- TASK DIRECTIONS
How many lines in the records below contain the string "frame", with case counting? Reply with the number alone.

- PROVIDED RECORDS
* * *

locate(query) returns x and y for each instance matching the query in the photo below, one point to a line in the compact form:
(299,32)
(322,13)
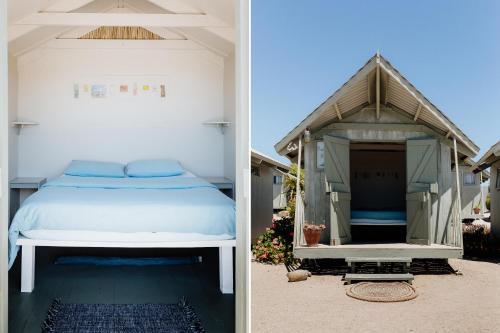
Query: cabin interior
(378,184)
(120,80)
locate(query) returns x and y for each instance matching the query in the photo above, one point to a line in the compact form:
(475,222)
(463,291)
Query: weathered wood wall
(363,126)
(495,199)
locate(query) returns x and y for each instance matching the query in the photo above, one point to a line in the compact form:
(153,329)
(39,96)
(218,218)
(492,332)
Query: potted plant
(312,233)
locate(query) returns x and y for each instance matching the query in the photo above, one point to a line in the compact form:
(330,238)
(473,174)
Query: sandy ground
(446,303)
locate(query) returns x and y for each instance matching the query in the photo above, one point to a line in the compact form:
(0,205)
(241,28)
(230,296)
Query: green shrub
(478,241)
(275,245)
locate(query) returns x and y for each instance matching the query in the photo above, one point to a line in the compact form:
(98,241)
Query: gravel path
(446,303)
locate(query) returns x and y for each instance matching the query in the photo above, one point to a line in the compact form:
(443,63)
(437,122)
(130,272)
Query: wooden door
(339,188)
(422,177)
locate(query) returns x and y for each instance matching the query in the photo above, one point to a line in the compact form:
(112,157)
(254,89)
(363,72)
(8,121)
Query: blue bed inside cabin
(175,208)
(378,217)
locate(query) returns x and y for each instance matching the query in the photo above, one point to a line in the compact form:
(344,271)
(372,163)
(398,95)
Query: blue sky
(303,50)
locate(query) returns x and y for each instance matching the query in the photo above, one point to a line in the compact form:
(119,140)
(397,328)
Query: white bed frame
(28,246)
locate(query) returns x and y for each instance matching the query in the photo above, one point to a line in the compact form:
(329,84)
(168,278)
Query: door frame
(4,190)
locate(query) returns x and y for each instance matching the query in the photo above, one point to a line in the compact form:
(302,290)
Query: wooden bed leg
(226,269)
(27,268)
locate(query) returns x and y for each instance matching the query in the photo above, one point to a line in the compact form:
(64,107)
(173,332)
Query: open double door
(421,182)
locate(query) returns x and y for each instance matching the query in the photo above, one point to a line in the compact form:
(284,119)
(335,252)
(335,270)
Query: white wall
(230,115)
(12,116)
(470,194)
(120,128)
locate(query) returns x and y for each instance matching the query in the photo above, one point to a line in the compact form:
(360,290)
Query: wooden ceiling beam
(417,114)
(387,90)
(377,87)
(121,20)
(337,110)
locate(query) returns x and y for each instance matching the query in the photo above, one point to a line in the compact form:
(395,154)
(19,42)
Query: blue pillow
(95,169)
(154,168)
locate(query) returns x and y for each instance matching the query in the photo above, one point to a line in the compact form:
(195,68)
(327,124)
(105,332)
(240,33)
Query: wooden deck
(434,251)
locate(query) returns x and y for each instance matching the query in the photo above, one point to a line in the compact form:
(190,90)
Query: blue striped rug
(121,318)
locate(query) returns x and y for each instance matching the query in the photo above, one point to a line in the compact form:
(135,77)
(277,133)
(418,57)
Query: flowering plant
(275,245)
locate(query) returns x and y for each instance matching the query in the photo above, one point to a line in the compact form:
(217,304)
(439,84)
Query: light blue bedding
(379,214)
(163,204)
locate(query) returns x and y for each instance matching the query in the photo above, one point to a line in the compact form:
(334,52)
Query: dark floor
(198,283)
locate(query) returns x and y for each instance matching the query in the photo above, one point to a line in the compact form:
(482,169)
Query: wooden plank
(378,277)
(185,244)
(377,89)
(387,83)
(378,259)
(339,115)
(417,114)
(121,20)
(27,268)
(413,251)
(226,269)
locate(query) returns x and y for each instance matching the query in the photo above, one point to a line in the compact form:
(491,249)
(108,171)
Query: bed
(73,211)
(378,217)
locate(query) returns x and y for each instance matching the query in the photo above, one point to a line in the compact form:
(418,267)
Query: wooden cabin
(268,193)
(473,189)
(378,158)
(491,159)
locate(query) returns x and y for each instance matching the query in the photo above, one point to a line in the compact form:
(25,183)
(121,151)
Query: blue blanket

* * *

- SOLUTION TO THE EXERCISE
2